> _Action item_:
A precise repetition of every line below is the required answer.

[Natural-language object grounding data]
*** Begin section ***

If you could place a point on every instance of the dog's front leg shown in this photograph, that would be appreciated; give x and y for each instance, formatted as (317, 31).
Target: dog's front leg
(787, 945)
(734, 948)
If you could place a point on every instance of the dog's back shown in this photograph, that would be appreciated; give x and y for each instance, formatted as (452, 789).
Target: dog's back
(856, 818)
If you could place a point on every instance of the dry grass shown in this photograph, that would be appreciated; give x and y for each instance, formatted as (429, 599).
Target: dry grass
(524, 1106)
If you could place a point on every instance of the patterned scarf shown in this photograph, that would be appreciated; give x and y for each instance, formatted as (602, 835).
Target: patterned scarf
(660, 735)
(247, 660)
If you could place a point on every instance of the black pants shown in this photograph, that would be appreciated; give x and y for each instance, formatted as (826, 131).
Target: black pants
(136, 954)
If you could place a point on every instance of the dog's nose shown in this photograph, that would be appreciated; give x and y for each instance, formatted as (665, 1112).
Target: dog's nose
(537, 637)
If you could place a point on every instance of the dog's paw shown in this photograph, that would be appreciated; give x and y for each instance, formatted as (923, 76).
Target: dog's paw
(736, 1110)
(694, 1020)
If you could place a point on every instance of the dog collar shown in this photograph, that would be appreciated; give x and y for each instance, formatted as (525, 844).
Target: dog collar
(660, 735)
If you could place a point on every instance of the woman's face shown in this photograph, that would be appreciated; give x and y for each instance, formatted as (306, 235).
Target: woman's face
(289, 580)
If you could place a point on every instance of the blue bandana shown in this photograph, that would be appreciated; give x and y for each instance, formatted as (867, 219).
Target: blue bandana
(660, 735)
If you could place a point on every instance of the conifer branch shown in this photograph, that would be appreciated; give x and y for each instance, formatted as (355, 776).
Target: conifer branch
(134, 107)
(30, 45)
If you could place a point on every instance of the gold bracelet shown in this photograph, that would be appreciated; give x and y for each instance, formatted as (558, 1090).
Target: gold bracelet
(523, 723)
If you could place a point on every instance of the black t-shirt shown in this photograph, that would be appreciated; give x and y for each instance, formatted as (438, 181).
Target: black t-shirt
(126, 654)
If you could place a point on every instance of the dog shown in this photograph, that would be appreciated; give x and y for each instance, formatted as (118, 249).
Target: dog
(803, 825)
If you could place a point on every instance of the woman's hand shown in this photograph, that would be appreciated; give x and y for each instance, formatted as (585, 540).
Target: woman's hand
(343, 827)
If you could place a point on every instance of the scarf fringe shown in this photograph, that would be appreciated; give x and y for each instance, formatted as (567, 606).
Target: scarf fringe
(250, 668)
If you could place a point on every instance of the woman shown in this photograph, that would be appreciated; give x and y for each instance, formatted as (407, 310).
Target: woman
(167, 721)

*** End section ***

> _Response area_:
If you could place a point on every instance of the dog's front leg shown in this photograph, that would be appreciated; give x and y for each instance, formatted as (317, 31).
Target: dog's front leg
(787, 945)
(734, 948)
If you could place a point on every instance of the dog's back shown in this photograph, that would be appreciated; give x and y for each instance, formatted as (452, 789).
Target: dog's back
(856, 818)
If you could place a point on every instance of the dry grass shown in this photograph, that would be appreciated; give x and y for each instance, formatted as (429, 599).
Target: dry grass
(524, 1106)
If you could place a point on every instance of the patterned scarf shown in this photograph, that would be appreciated; give x and y for each instance, formatted as (602, 835).
Target: patterned scarf
(660, 735)
(247, 660)
If you could place a point on every instance of the black pants shown in this photograph, that would be appreciated; give x and y for each instance, formatted as (826, 131).
Target: black pants
(136, 954)
If you could place a point on every instance of the dog's nose shown in this photograph, that would be appreciated; give x and y for each instance, formatted as (665, 1112).
Target: dog's nose
(537, 637)
If you could place a point on every instance of the dog's paw shown in this photograph, that would be appreciated; give x and y for each instance, formatted as (923, 76).
Target: dog's paw
(736, 1110)
(694, 1020)
If you could place a point on every instance of the dog collar shown in this photograph, that would be appreciated; give x and y for each instance, formatted as (525, 844).
Target: dog collar
(660, 735)
If you could place a point on every instance of the woman's face shown in this photograph, that would be appreciated; give x and y for each instance, formatted as (306, 235).
Target: woman's face
(289, 580)
If you could place a point on every instance of the blue bandana shown in this photograph, that would be appreciated; give x and y for each instance, formatted as (867, 219).
Target: blue bandana
(660, 735)
If you could place a point on every instance of the conifer branch shown in this photograph, that would be appreciated; give x and y for each instance, formatted as (355, 776).
Target: conifer branch
(134, 107)
(30, 45)
If you could place a point on every instance of the gold bracelet shown in this photograph, that would be appreciated; give x and y for each instance, formatted as (558, 1090).
Target: gold bracelet
(523, 723)
If you could place a point on every instance of the black t-shirt shown in this photograph, that would be appreciated; give x and y for each instance, formatted as (438, 181).
Target: black t-shirt
(126, 654)
If you could place a point on every instance of the dog shown in this photograph, that would be appreciated; give x and y for each instance, formatted as (118, 249).
Target: dog
(803, 825)
If you could place a point on every instance of the woman's hand shown in this photograph, that would be appreciated; give x and y for each instance, formatted as (585, 540).
Target: woman's hand
(343, 827)
If you could place a point on every instance of the scarf fringe shown in this photograph, that would be appreciated; give x and y for each instance, formatted as (567, 606).
Target: scarf fringe
(250, 668)
If you could place a point on every instance of the woman shown in this photograph, that would be appreciated; give x and y for each instance, formatted as (407, 310).
Target: woman
(167, 721)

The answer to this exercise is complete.